### REQUIRED TASK:
Pick out each line in the listing below that contains the word "watering" and copy those lines. Only matches with the same capitalization count.

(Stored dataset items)
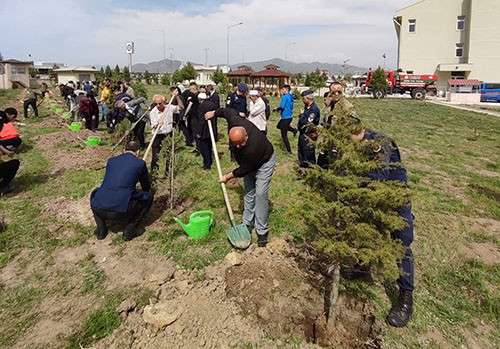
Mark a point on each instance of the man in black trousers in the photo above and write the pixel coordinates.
(117, 199)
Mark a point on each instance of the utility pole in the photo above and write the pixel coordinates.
(206, 56)
(227, 43)
(286, 49)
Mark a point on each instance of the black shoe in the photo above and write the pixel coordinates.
(101, 233)
(262, 240)
(402, 310)
(131, 232)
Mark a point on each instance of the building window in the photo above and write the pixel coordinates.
(460, 22)
(412, 25)
(18, 70)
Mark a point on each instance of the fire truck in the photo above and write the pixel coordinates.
(417, 85)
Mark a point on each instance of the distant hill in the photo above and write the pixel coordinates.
(295, 68)
(169, 66)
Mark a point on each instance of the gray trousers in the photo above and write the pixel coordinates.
(256, 211)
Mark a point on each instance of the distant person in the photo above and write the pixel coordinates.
(30, 100)
(162, 117)
(128, 89)
(117, 199)
(10, 139)
(257, 111)
(286, 112)
(202, 131)
(308, 133)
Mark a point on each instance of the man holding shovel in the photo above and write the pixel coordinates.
(256, 159)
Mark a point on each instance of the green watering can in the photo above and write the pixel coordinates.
(75, 126)
(200, 224)
(93, 141)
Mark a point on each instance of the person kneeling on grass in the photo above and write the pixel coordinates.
(9, 135)
(386, 152)
(255, 155)
(117, 199)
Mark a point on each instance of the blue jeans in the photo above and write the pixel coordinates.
(256, 200)
(103, 111)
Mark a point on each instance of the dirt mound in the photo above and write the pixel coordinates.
(66, 151)
(68, 210)
(245, 300)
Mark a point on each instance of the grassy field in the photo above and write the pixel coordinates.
(453, 159)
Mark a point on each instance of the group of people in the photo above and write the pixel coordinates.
(10, 141)
(247, 114)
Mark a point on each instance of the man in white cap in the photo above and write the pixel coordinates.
(257, 111)
(162, 116)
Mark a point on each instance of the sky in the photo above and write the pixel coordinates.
(94, 32)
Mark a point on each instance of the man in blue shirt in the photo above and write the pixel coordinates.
(308, 121)
(286, 112)
(117, 199)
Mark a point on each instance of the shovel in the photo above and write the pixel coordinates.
(238, 235)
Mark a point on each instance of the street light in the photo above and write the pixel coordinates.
(286, 49)
(228, 28)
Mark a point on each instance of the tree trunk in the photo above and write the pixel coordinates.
(332, 281)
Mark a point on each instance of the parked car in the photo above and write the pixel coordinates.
(490, 92)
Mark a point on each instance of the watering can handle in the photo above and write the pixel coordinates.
(217, 162)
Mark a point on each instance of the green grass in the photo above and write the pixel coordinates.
(98, 324)
(453, 160)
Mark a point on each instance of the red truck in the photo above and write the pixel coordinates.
(417, 85)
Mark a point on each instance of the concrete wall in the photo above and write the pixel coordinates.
(10, 75)
(485, 40)
(436, 36)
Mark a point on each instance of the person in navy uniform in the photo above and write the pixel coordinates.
(117, 199)
(386, 152)
(307, 125)
(238, 100)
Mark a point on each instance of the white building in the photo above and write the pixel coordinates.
(66, 74)
(454, 39)
(14, 72)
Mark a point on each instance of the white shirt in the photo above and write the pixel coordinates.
(165, 118)
(257, 115)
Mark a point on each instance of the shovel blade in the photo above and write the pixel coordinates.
(239, 236)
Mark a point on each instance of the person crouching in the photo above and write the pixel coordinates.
(117, 199)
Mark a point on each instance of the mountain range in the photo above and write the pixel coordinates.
(169, 66)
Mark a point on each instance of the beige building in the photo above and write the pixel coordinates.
(450, 38)
(67, 74)
(14, 72)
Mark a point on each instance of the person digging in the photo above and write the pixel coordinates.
(117, 199)
(257, 161)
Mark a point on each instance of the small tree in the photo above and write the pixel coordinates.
(188, 72)
(108, 74)
(379, 83)
(139, 89)
(177, 76)
(165, 80)
(219, 77)
(126, 74)
(147, 77)
(350, 216)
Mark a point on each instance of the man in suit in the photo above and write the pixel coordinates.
(117, 199)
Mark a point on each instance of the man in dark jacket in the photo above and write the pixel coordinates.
(202, 133)
(186, 125)
(386, 152)
(256, 159)
(308, 121)
(117, 199)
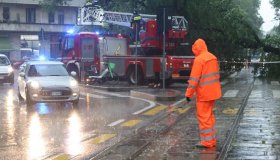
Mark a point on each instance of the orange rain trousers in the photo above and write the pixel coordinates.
(206, 119)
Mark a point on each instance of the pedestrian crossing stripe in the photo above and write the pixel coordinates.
(155, 110)
(276, 93)
(256, 94)
(102, 138)
(274, 83)
(62, 157)
(179, 109)
(131, 123)
(230, 111)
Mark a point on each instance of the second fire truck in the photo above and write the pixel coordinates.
(86, 52)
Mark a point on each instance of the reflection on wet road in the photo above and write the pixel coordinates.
(48, 129)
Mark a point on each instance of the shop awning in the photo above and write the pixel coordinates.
(5, 44)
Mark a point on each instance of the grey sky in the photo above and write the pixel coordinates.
(268, 13)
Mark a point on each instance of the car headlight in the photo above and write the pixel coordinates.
(73, 83)
(34, 84)
(10, 69)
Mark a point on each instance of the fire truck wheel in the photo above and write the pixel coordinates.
(75, 69)
(132, 77)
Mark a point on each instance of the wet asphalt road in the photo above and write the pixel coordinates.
(48, 130)
(109, 119)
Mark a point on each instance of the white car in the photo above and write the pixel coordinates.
(47, 81)
(6, 70)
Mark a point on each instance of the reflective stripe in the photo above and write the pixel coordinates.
(208, 138)
(207, 130)
(192, 86)
(209, 82)
(210, 74)
(194, 79)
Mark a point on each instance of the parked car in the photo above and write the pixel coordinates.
(6, 70)
(47, 81)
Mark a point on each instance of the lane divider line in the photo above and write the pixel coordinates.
(131, 123)
(155, 110)
(62, 157)
(102, 138)
(92, 95)
(116, 122)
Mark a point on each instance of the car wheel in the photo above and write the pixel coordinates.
(29, 101)
(76, 102)
(19, 96)
(132, 76)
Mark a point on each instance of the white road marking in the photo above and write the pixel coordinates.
(151, 103)
(92, 95)
(224, 82)
(258, 83)
(256, 94)
(276, 93)
(116, 122)
(274, 83)
(231, 93)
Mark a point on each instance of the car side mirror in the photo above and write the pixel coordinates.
(22, 74)
(73, 73)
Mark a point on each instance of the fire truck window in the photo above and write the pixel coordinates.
(69, 44)
(88, 46)
(183, 50)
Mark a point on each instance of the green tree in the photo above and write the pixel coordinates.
(51, 5)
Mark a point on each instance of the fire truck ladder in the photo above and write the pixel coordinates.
(96, 16)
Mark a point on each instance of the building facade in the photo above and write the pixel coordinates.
(27, 29)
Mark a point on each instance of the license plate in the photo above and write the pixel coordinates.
(186, 65)
(56, 93)
(175, 75)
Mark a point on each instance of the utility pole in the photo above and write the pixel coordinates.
(163, 54)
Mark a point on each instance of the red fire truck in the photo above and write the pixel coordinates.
(86, 52)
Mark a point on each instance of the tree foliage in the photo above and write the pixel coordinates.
(51, 5)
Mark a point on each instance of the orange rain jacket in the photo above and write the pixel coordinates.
(205, 75)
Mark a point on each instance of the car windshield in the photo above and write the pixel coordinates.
(47, 70)
(4, 61)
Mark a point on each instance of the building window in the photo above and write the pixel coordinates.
(6, 14)
(30, 15)
(60, 18)
(51, 18)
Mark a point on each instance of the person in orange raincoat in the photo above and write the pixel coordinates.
(204, 81)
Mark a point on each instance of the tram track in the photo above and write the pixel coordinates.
(139, 142)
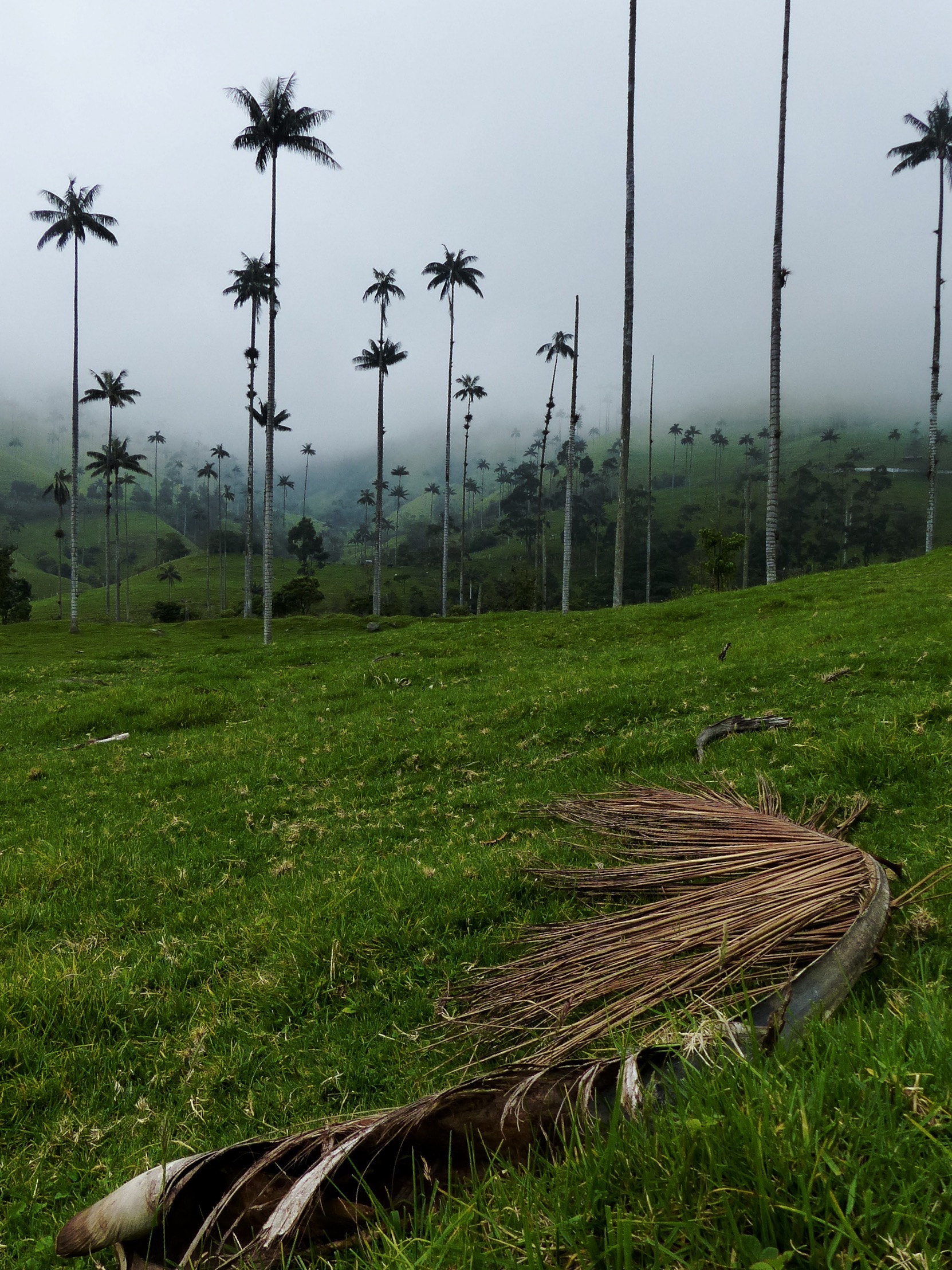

### WRITTEN REPLY:
Mark a point on each instance of the green watering can in the photo above and write the pixel coordinates.
Mark a point on each instance of the watering can handle in the photo above and write the pixel coordinates.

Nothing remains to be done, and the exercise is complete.